• **Selected extract**:
Labour leader election: the dead hand of centrism

Davy Jones asks, what do Keir Starmer’s supporters want? Answers on a postcard, as he has little idea, following his CLP’s leadership selection meeting.

14 February 2020.


I could live with Keith Starmer as Labour leader. Just about. After all, he’s been better on freedom of movement than has Rebecca Long-Bailey(who still gets my vote, on balance).


But what really gives me the heebie-jeebies is his supporters. And not just the Labour First stoogewho’s helping run his campaign. Sitting in my Constituency Labour Party’s leader and deputy leader selection meeting was a case study in the politics of triangulation and despair. Or rather, the absence of politics.


Personality crisis


One Starmer supporter after another stood up to commend his personal characteristics – his calmness under pressure, his maturity, how well he would play with an undecided electorate.

Policies? Principles? Don’t be silly – not a word. Not a single word during the whole evening. And this is from people who spent the last five years wailing about the cult of the personality under Corbyn.


One young member stood up to ask why members so easily accepted the idea that we should accommodate reactionary views, rather than challenge and seek to change them, but was roundly jeered – largely by people old enough to be his grandparents.

(Dataset excerpt)
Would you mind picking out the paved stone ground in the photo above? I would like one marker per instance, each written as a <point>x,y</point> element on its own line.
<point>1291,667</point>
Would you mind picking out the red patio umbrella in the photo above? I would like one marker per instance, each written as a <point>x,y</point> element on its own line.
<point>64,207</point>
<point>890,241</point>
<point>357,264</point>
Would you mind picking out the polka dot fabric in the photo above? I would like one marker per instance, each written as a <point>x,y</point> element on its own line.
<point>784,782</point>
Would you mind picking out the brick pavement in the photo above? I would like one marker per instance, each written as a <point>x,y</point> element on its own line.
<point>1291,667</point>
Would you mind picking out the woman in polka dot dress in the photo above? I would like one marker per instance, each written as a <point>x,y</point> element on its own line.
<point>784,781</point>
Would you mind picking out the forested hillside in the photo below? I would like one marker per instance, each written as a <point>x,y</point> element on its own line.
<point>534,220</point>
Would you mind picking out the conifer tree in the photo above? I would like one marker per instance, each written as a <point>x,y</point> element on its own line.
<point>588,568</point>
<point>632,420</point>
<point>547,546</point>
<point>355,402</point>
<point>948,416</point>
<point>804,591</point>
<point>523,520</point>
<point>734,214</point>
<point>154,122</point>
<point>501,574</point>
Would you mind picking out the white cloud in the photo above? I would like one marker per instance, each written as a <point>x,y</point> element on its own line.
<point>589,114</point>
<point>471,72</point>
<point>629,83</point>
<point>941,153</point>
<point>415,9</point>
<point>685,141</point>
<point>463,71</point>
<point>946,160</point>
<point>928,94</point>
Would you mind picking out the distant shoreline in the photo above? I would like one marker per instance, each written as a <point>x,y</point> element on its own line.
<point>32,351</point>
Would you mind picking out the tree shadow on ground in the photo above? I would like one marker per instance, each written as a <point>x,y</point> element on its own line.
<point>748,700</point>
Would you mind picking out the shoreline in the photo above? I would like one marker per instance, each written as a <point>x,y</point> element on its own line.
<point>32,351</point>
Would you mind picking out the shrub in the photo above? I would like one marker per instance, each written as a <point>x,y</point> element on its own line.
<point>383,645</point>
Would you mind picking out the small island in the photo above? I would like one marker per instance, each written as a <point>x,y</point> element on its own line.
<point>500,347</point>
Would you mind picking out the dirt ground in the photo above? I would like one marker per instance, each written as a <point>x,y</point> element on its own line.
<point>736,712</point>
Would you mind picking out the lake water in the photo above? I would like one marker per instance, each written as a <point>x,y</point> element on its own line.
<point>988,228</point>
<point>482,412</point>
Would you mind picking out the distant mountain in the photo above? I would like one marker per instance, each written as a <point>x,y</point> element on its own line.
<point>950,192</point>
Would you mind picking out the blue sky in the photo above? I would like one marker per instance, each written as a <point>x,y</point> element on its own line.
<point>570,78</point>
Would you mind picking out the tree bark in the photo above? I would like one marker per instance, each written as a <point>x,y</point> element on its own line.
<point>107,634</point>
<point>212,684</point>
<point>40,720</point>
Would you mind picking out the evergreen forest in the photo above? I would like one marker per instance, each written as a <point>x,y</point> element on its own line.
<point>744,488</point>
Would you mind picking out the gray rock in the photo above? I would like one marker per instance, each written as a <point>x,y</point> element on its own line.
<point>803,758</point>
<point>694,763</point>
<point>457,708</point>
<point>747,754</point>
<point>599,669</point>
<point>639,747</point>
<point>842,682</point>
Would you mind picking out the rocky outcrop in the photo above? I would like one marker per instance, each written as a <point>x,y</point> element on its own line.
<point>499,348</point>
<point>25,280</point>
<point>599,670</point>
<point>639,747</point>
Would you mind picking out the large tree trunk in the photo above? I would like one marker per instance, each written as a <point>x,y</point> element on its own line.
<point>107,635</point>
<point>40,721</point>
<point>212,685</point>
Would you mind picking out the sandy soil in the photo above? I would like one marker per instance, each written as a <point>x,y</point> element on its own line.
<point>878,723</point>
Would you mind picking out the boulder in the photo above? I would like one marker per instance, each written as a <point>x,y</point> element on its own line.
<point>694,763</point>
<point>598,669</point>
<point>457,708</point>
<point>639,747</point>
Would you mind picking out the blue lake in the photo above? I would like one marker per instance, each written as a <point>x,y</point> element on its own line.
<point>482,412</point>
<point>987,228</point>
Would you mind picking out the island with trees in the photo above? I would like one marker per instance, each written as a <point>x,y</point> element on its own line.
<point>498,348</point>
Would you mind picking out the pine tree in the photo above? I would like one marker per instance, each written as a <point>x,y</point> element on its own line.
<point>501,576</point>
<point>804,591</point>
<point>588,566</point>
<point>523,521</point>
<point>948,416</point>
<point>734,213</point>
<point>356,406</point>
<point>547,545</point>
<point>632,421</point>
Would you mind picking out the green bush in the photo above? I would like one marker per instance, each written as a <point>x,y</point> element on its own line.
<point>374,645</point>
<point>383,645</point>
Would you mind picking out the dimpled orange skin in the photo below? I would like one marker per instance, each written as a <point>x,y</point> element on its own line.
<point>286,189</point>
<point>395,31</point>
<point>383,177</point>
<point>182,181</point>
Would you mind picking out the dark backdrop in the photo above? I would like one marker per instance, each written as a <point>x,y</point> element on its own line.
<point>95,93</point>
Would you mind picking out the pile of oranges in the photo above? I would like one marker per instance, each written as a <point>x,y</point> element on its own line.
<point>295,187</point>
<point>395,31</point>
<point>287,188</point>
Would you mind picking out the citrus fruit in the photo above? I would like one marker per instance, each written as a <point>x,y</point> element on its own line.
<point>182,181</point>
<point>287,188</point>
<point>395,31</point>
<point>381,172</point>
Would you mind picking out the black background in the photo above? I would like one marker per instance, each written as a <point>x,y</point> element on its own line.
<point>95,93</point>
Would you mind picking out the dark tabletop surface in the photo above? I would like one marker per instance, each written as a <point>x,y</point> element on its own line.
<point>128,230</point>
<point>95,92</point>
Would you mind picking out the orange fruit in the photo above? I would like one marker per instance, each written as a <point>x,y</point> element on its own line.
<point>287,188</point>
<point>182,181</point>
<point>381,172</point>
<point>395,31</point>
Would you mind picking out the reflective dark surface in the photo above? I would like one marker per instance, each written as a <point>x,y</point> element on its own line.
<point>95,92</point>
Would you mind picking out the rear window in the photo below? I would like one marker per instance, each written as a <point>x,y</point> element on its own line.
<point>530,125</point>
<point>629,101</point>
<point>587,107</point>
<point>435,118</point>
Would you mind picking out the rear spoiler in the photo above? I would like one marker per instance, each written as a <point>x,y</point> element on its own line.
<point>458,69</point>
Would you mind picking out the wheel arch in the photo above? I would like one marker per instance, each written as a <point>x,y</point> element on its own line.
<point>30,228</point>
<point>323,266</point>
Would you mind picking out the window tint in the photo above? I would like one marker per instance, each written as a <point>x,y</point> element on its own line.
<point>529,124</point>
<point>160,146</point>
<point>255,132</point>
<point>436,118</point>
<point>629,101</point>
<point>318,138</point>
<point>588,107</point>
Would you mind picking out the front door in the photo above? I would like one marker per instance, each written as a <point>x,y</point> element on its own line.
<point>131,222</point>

• **Task list**:
a) Answer these questions using the piece on the Labour leader election:
(i) Who does the writer say still gets their vote, on balance?
(ii) Which personal characteristics of Starmer did his supporters commend at the meeting?
(iii) How did the meeting respond to the young member who asked about accommodating reactionary views?
b) Transcribe the stretch of the records from their start through the line containing "<point>784,781</point>", copying each line exactly, and include both ends.

• **Solutions to the problems**:
a)
(i) Rebecca Long-Bailey.
(ii) His calmness under pressure, his maturity, and how well he would play with an undecided electorate.
(iii) He was roundly jeered, largely by people old enough to be his grandparents.

b)
Would you mind picking out the paved stone ground in the photo above? I would like one marker per instance, each written as a <point>x,y</point> element on its own line.
<point>1291,667</point>
Would you mind picking out the red patio umbrella in the photo above? I would like one marker per instance, each written as a <point>x,y</point> element on its own line.
<point>64,207</point>
<point>890,241</point>
<point>357,264</point>
Would you mind picking out the polka dot fabric in the photo above? I would like one marker per instance, each written as a <point>x,y</point> element on its own line.
<point>784,782</point>
Would you mind picking out the brick pavement in the photo above? I would like one marker per instance, each written as a <point>x,y</point> element on its own line.
<point>1291,667</point>
Would you mind picking out the woman in polka dot dress in the photo above? I would like one marker per instance, each written as a <point>x,y</point> element on its own line.
<point>784,781</point>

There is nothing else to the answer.